- [Records for this exercise]:
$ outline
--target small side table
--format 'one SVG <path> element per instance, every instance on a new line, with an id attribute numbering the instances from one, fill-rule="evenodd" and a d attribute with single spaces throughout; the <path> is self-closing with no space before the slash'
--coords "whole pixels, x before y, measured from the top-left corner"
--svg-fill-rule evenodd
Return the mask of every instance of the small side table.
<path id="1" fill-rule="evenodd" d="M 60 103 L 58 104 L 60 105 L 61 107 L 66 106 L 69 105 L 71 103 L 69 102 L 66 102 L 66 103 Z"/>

- [Stated task]:
Rewrite these records, replacing "small side table" with "end table" everywhere it appears and leaving everything else unchanged.

- [Solution]:
$ outline
--target end table
--format 'one SVG <path> element per instance, every instance on a new line, with an id attribute numbering the instances from one, fill-rule="evenodd" and a d attribute with single spaces throughout; the <path> is self-closing with no space before the slash'
--coords "whole pixels, x before y, measured from the top-left corner"
--svg-fill-rule evenodd
Return the mask of every instance of the end table.
<path id="1" fill-rule="evenodd" d="M 60 103 L 58 104 L 60 105 L 61 107 L 66 106 L 69 105 L 71 103 L 69 102 L 66 102 L 66 103 Z"/>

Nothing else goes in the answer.